The Labor Commissioner then noted that California Labor Code 2802 requires an employer to indemnify (reimburse) an employee for all expenses that an employee “necessarily expends in the discharge of the employee’s duties.”  The Commissioner then calculated the amount of necessary expenses using the IRS rate for miles driven ($0.56 per mile), plus toll charges, which totaled $3,878.  With interest, the total award amounted to $4,152.

Berwick did not succeed, however, on her unpaid wage claim, but that was because, for unexplained reasons, she failed to provide the Labor Commissioner with her hours worked and payment information.

Analysis and Takeaways

While the decision technically affects a single employee, Berwick, and the award to her was only $4,000, the impact of the decision may be far more profound if upheld on appeal. To begin with, had Berwick worked a year with Uber instead of under two months, the amount of liability for unreimbursed expenses for a single employee for only one year would exceed $25,000. Liability at that rate to Uber would be a multiple of $25,000 per driver per year of service.

● List of tasks
a) List every distinct dollar amount that appears in the Uber reimbursement excerpt.
b) Please carry on the Uber reimbursement excerpt, writing on from its final sentence.
The rows after this play no part in the work on the Uber reimbursement excerpt.

● Entries shown
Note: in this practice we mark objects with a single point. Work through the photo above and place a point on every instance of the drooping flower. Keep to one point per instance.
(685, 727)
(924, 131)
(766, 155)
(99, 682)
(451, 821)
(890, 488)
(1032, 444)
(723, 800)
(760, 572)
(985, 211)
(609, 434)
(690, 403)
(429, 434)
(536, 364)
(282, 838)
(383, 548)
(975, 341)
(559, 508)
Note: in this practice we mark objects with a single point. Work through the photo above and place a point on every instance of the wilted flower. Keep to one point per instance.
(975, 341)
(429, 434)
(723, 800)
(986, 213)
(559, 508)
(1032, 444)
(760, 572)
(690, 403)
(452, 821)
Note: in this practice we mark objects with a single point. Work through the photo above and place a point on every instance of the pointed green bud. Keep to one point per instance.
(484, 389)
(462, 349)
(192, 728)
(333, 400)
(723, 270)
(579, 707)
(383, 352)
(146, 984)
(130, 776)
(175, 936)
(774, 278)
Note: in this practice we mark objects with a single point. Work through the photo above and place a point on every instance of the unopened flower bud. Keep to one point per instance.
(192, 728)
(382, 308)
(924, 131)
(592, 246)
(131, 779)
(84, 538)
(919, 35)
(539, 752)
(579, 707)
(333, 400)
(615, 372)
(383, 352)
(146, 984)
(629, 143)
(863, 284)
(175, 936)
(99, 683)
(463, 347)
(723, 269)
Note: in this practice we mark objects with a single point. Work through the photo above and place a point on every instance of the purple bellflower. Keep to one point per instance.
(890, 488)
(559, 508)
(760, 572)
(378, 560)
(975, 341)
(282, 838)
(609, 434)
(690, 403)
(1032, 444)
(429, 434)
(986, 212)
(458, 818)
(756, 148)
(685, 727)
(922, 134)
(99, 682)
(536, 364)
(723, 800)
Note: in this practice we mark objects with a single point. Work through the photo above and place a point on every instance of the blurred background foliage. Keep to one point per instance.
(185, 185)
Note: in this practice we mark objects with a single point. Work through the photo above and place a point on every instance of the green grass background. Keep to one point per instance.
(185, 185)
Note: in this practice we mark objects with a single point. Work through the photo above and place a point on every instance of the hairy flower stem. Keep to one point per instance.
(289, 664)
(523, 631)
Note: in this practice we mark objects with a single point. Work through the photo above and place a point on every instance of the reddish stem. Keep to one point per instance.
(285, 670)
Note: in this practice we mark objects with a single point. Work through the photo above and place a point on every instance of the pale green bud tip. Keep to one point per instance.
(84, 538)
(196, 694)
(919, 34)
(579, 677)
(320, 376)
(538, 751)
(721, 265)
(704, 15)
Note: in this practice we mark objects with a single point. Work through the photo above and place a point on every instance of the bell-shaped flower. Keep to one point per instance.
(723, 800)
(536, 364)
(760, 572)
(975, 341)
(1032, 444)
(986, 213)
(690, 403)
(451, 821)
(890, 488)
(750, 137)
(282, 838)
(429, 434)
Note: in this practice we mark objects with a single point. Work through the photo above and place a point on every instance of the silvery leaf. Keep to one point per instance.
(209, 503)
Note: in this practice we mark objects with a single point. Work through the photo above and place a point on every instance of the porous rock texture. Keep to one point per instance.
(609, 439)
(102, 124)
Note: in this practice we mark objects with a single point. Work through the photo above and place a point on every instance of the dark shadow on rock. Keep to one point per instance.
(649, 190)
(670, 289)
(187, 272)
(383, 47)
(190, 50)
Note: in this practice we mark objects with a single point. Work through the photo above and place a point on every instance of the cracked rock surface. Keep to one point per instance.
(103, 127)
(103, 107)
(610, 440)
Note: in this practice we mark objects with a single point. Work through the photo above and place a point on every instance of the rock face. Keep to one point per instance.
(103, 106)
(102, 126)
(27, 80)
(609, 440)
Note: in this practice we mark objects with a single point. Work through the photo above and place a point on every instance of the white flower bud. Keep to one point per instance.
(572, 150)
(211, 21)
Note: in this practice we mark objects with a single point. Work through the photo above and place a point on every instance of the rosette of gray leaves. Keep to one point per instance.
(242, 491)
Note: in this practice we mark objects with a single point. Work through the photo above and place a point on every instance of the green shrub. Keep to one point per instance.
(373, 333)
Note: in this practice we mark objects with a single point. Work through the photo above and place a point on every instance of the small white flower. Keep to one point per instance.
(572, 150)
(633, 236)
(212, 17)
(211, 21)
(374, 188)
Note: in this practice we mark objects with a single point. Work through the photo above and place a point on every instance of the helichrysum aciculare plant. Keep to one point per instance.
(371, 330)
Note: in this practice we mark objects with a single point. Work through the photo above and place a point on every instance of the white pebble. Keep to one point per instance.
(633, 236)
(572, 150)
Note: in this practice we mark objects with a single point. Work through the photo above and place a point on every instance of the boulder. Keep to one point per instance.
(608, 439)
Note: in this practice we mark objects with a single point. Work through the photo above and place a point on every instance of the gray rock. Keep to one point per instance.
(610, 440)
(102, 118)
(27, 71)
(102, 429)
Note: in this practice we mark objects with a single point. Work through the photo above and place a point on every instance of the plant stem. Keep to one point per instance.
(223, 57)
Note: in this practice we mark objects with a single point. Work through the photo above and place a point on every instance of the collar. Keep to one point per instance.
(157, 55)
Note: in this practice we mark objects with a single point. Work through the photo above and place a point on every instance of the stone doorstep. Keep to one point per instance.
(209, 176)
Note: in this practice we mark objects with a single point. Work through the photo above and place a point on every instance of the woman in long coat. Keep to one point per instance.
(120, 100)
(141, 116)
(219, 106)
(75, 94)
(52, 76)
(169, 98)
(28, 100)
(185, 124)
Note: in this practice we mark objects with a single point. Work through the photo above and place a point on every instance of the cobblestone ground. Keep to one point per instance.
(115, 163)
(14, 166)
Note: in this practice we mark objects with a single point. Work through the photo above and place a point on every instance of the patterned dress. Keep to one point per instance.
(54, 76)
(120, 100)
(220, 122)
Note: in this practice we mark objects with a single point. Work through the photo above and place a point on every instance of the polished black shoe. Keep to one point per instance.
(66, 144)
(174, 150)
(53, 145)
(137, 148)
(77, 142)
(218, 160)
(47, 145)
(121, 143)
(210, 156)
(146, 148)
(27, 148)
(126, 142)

● Activity answers
a) $0.56 (per mile), $3,878, $4,152, $4,000, $25,000

b)
Recently, FedEx settled an independent contractor misclassification class action case in California for $228 million, and it is believed that the bulk of the settlement will be for reimbursement of necessary expenses.

The legal test for independent contractor status applied by the Labor Commissioner in California is comparable in many respects to the test used under the federal wage and hour law. Other states have more stringent tests than does California, although there is a case pendingbefore the California Supreme Court that may impose a more worker-friendly standard in California than applied by the Labor Commissioner.

In defending against the claim by Berwick, Uber advanced arguments rather similar to those it asserted unsuccessfully in the recent California federal court case where its motion for summary judgment was denied.

Many commentators are already predicting that this new decision in California is yet another nail in the coffin of the Uber’s business model.  If Uber stands pat, then that may hold true in California and other states for purposes of independent contractor misclassification liability. But companies with on-demand business models need not stand still, they should evolve. While they may wish to be the next Uber in the sharing economy, they surely do not wish to be the next Uber-type defendant in an independent contractor misclassification case.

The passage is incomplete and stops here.